Which lines in the items below contain the string "clicks"? Pull out each such line in full, treating uppercase and lowercase as different.
== Segment start ==
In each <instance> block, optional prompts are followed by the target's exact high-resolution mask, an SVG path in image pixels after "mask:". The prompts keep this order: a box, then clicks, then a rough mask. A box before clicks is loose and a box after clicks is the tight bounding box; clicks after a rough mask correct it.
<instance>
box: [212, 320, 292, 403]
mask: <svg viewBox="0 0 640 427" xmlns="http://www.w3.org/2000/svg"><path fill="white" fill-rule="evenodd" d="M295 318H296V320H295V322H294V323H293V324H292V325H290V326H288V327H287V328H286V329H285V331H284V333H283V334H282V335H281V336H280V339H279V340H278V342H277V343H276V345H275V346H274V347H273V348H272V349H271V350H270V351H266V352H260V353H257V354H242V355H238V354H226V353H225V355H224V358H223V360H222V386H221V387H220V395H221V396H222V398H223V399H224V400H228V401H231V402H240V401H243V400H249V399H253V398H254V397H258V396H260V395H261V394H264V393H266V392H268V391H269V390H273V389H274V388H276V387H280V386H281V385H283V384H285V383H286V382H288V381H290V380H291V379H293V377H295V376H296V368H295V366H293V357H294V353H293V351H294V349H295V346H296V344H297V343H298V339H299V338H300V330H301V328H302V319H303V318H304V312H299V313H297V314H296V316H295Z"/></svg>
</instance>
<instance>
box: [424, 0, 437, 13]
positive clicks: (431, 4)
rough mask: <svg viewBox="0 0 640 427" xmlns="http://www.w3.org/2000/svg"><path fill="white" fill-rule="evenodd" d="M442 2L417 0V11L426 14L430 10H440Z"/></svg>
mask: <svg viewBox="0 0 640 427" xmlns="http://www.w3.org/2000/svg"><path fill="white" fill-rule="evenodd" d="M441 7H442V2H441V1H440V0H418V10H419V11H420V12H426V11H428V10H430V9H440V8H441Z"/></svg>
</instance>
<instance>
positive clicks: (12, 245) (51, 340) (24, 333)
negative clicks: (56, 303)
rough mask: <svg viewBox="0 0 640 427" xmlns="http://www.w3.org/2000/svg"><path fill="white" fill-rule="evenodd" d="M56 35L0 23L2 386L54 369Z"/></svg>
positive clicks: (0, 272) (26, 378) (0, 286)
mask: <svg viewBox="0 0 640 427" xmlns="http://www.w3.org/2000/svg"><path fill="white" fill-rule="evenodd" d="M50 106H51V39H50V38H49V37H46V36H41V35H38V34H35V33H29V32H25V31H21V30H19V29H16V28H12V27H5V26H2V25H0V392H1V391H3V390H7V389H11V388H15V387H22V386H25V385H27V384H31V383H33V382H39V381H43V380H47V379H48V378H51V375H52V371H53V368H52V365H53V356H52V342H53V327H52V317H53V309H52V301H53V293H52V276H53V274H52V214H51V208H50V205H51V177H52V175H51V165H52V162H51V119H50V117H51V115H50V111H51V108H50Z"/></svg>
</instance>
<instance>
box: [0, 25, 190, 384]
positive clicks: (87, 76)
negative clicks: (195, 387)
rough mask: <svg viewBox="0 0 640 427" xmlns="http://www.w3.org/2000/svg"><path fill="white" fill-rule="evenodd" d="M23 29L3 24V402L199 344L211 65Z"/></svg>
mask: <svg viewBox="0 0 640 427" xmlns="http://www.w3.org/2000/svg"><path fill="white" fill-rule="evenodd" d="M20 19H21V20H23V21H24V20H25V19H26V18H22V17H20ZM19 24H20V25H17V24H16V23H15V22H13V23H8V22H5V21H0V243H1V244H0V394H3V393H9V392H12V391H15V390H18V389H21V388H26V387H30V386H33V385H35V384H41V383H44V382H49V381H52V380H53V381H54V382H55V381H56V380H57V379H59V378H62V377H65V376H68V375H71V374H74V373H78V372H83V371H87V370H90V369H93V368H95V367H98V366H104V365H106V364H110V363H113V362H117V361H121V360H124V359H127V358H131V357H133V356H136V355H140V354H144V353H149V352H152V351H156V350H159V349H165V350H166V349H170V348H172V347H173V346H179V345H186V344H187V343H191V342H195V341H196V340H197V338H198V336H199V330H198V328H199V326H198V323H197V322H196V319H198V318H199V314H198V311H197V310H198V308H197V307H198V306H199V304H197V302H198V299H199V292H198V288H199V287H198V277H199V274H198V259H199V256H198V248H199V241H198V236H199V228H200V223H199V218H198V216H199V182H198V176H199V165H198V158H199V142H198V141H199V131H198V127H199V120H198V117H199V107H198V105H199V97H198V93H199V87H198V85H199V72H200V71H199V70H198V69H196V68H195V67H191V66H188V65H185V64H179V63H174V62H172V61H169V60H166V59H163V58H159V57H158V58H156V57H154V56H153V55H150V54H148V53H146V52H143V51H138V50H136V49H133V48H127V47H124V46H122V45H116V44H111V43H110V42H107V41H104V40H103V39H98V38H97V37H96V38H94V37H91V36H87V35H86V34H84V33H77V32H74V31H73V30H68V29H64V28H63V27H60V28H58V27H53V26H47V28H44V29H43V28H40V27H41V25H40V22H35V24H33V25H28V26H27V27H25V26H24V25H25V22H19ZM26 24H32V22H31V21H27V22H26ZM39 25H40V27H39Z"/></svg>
== Segment end ==
* **Answer for the task**:
In each <instance> block, optional prompts are followed by the target's exact high-resolution mask, an SVG path in image pixels after "mask:". The prompts keep this order: a box, then clicks, then a rough mask. A box before clicks is loose and a box after clicks is the tight bounding box; clicks after a rough mask correct it.
positive clicks: (431, 4)
positive clicks: (12, 245) (51, 340) (24, 333)
negative clicks: (56, 303)
positive clicks: (0, 272) (26, 378) (0, 286)
positive clicks: (87, 76)
negative clicks: (195, 387)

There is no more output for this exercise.